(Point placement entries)
⁂

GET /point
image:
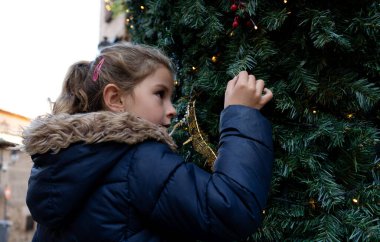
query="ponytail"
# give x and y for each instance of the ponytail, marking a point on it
(73, 98)
(124, 65)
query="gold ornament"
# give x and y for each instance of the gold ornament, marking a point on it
(200, 142)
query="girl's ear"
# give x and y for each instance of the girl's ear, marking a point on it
(113, 98)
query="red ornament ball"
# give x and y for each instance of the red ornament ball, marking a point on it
(235, 24)
(249, 24)
(234, 7)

⁂

> _GIVEN INSTRUCTION_: Put each line of the entries above into a Markdown table with the columns Row and Text, numbering the rows and skipping any blank lines. Omit the pictures from the table.

> _ANSWER TO THE EXERCISE_:
| Row | Text |
|---|---|
| 1 | GET /point |
| 2 | image: |
| 3 | query="ponytail" |
| 4 | # give x and y for each instance of the ponytail, marking a point on it |
| 5 | (73, 98) |
| 6 | (124, 65) |
| 7 | query="gold ornament" |
| 8 | # give x and y for each instance of the gold ornament, marking a point on it |
| 9 | (200, 142) |
| 10 | query="girl's ear" |
| 11 | # give x and y for each instance of the girl's ear, marking a point on it |
| 12 | (113, 98) |
| 13 | query="red ornament ball" |
| 14 | # give x and y for each instance of the red ornament ball, marking a point on it |
| 15 | (235, 24) |
| 16 | (249, 24) |
| 17 | (234, 7) |